- **WHAT THIS TASK INVOLVES**
Find all the lines in the entries below that hold the word "teeth" and copy them.

- **Stored data entries**
= = =
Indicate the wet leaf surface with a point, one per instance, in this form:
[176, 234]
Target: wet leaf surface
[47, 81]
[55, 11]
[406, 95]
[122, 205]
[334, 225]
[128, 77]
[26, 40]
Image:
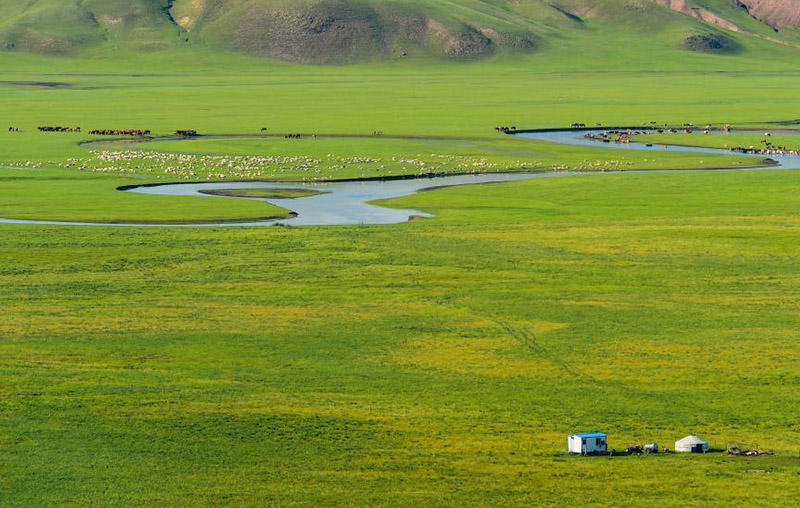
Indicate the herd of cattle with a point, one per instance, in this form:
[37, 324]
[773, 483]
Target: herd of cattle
[47, 128]
[106, 132]
[119, 132]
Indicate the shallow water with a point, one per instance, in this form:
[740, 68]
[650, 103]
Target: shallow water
[346, 203]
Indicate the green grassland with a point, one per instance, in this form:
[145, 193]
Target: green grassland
[726, 140]
[340, 366]
[264, 193]
[439, 362]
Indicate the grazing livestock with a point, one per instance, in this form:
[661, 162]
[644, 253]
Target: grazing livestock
[47, 128]
[119, 132]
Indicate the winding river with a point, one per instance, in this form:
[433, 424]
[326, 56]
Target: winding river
[343, 203]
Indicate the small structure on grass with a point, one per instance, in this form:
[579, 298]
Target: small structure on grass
[591, 443]
[691, 444]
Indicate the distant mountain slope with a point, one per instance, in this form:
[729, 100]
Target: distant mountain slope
[341, 31]
[779, 14]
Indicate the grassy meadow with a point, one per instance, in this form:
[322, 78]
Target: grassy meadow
[439, 362]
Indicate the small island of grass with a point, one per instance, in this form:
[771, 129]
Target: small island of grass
[264, 193]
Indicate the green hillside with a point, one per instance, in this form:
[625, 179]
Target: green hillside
[345, 31]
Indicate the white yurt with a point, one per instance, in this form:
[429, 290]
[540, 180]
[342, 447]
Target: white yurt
[691, 444]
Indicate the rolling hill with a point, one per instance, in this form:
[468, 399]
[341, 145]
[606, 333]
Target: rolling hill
[345, 31]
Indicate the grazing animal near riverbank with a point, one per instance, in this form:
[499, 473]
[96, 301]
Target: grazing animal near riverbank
[47, 128]
[119, 132]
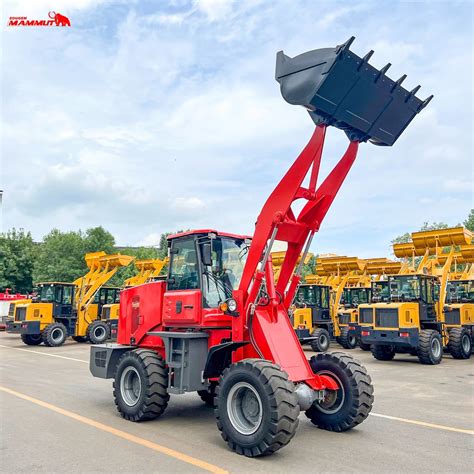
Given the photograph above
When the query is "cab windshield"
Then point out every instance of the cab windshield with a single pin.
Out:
(219, 279)
(380, 291)
(404, 288)
(355, 296)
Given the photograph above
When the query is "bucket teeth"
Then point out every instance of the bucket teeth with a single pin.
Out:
(426, 102)
(345, 46)
(383, 71)
(397, 83)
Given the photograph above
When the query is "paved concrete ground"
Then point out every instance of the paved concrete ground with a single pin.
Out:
(79, 429)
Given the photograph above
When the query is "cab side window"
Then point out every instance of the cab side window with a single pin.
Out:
(184, 268)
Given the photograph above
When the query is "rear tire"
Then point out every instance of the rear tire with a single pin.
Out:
(363, 346)
(98, 332)
(322, 341)
(347, 339)
(141, 385)
(256, 407)
(351, 404)
(460, 344)
(54, 335)
(430, 347)
(32, 339)
(382, 352)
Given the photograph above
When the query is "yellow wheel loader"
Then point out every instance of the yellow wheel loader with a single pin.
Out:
(412, 320)
(68, 309)
(148, 270)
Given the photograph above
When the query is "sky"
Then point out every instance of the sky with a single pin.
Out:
(152, 116)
= = =
- **ANSWER FOR THIS EXERCISE**
When the query is "bucket teeth"
Then point out every instance of the bucket teeth with a single pin.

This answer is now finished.